+++ Input records

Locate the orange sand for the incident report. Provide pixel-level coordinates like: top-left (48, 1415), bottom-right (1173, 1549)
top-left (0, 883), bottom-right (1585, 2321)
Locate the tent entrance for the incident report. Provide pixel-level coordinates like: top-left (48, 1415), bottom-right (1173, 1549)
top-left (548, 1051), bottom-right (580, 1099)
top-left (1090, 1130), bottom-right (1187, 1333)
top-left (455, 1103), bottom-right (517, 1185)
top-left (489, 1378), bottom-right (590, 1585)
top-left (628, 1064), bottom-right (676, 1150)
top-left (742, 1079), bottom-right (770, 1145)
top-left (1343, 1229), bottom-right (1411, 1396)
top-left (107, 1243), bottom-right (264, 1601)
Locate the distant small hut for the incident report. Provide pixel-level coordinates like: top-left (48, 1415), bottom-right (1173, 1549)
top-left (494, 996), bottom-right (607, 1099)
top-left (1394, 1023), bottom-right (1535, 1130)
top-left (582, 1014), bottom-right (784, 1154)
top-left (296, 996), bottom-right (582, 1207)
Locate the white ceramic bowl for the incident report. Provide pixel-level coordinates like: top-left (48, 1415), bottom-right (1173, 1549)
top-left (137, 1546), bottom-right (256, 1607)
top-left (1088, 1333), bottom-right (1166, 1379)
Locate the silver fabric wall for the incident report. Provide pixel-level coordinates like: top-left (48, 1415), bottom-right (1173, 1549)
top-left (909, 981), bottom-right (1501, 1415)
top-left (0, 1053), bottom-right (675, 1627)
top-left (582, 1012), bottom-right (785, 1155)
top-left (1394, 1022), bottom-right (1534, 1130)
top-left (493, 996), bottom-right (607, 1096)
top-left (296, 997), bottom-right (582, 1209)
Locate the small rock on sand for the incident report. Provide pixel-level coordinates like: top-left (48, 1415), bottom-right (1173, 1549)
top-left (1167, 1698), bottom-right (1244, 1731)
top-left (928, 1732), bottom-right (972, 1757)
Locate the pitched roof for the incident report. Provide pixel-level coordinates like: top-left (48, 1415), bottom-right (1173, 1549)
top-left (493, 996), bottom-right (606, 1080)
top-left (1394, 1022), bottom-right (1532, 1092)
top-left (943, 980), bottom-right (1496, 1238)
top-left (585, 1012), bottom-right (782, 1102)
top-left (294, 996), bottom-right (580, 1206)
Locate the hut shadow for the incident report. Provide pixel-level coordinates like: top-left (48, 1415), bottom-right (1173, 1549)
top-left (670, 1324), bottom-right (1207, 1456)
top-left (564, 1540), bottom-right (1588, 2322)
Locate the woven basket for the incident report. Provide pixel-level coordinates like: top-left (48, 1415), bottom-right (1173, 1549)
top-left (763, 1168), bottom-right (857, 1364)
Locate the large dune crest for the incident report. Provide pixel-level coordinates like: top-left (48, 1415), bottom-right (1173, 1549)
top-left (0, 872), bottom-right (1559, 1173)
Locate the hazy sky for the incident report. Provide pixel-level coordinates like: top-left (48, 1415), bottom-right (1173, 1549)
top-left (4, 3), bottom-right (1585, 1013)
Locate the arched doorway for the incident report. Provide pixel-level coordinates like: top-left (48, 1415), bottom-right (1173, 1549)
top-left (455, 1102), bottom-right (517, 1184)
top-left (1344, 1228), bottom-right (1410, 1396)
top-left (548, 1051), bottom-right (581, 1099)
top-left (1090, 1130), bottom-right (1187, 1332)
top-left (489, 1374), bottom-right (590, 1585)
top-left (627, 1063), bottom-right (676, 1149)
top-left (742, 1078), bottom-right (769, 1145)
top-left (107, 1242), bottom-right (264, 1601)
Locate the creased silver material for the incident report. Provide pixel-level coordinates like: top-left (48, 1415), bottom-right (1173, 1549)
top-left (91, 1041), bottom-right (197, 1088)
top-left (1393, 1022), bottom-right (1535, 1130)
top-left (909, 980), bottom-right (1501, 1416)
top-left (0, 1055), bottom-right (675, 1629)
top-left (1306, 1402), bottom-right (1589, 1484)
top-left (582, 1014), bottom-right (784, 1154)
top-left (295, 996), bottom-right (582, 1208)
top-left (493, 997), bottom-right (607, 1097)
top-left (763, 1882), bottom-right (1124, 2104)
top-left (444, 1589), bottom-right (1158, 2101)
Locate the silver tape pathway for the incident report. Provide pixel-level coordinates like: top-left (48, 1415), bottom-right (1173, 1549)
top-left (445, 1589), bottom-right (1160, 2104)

++++++

Each record is to be repeated word for word, with none skipped.

**Answer to this problem**
Locate the orange sand for the incident report. Provide pixel-level coordinates like: top-left (48, 1415), bottom-right (1173, 1549)
top-left (0, 883), bottom-right (1585, 2321)
Locate the tent entrance for the incident report. Provide pixel-level coordinates like: top-left (48, 1415), bottom-right (1173, 1549)
top-left (548, 1051), bottom-right (580, 1099)
top-left (1090, 1130), bottom-right (1187, 1333)
top-left (455, 1103), bottom-right (517, 1185)
top-left (489, 1378), bottom-right (590, 1585)
top-left (628, 1064), bottom-right (676, 1150)
top-left (742, 1079), bottom-right (770, 1145)
top-left (1343, 1229), bottom-right (1411, 1396)
top-left (107, 1243), bottom-right (264, 1601)
Locate the distant small hut for the incident report. Provide pixel-level coordinates like: top-left (48, 1415), bottom-right (1173, 1549)
top-left (494, 996), bottom-right (607, 1099)
top-left (1394, 1023), bottom-right (1535, 1130)
top-left (582, 1014), bottom-right (784, 1154)
top-left (296, 996), bottom-right (582, 1207)
Locate the white ceramic bowl for the incident report. Provide pixel-level coordinates like: top-left (48, 1415), bottom-right (1173, 1549)
top-left (137, 1546), bottom-right (256, 1607)
top-left (1088, 1333), bottom-right (1166, 1379)
Locate the silver fabric wall for the incident report. Provide pixel-level coordinates like: top-left (48, 1415), bottom-right (1173, 1549)
top-left (909, 981), bottom-right (1501, 1415)
top-left (0, 1053), bottom-right (675, 1627)
top-left (582, 1012), bottom-right (785, 1155)
top-left (1394, 1022), bottom-right (1534, 1130)
top-left (493, 996), bottom-right (607, 1096)
top-left (296, 997), bottom-right (582, 1209)
Locate the small rock on sand for the incident report. Provide pixel-level coordinates like: top-left (48, 1415), bottom-right (1173, 1549)
top-left (1167, 1698), bottom-right (1244, 1731)
top-left (928, 1732), bottom-right (972, 1757)
Locate the pitched roof for the incident report. Provide pixel-level coordinates like: top-left (48, 1415), bottom-right (1173, 1549)
top-left (493, 996), bottom-right (606, 1080)
top-left (1394, 1022), bottom-right (1532, 1092)
top-left (943, 980), bottom-right (1496, 1238)
top-left (585, 1012), bottom-right (782, 1102)
top-left (294, 996), bottom-right (580, 1206)
Locate the hut shadow for the incident report. Provide pixel-level coordinates like: top-left (48, 1415), bottom-right (1173, 1549)
top-left (670, 1324), bottom-right (1207, 1456)
top-left (564, 1540), bottom-right (1588, 2322)
Locate the woven basket for the incident report. Provide pixel-level coordinates like: top-left (48, 1415), bottom-right (1173, 1549)
top-left (763, 1168), bottom-right (857, 1364)
Locate the large dune crest for the incident report. Provide pixel-level coordinates like: top-left (48, 1415), bottom-right (1173, 1549)
top-left (0, 872), bottom-right (1559, 1173)
Locate the hazy sky for the incident report. Provide pixel-level coordinates like: top-left (48, 1415), bottom-right (1173, 1549)
top-left (4, 3), bottom-right (1585, 1013)
Locate the arched doorway for the incident report. Provide pixel-level coordinates like: top-left (48, 1415), bottom-right (1173, 1549)
top-left (455, 1102), bottom-right (517, 1184)
top-left (1344, 1228), bottom-right (1410, 1396)
top-left (548, 1051), bottom-right (581, 1099)
top-left (1090, 1130), bottom-right (1187, 1332)
top-left (489, 1374), bottom-right (590, 1585)
top-left (627, 1063), bottom-right (676, 1149)
top-left (742, 1078), bottom-right (769, 1145)
top-left (107, 1242), bottom-right (264, 1601)
Locate the creased silver material for the incident report. Provide pixel-level coordinates like: top-left (48, 1415), bottom-right (1173, 1549)
top-left (91, 1041), bottom-right (197, 1088)
top-left (1393, 1022), bottom-right (1535, 1130)
top-left (909, 980), bottom-right (1501, 1416)
top-left (0, 1055), bottom-right (675, 1629)
top-left (1306, 1402), bottom-right (1589, 1484)
top-left (582, 1014), bottom-right (784, 1154)
top-left (295, 996), bottom-right (582, 1208)
top-left (493, 997), bottom-right (607, 1097)
top-left (763, 1882), bottom-right (1124, 2104)
top-left (444, 1589), bottom-right (1158, 2101)
Locate the silver tape pathway for the incident report. Provide pixel-level coordinates like: top-left (48, 1415), bottom-right (1173, 1549)
top-left (445, 1589), bottom-right (1160, 2104)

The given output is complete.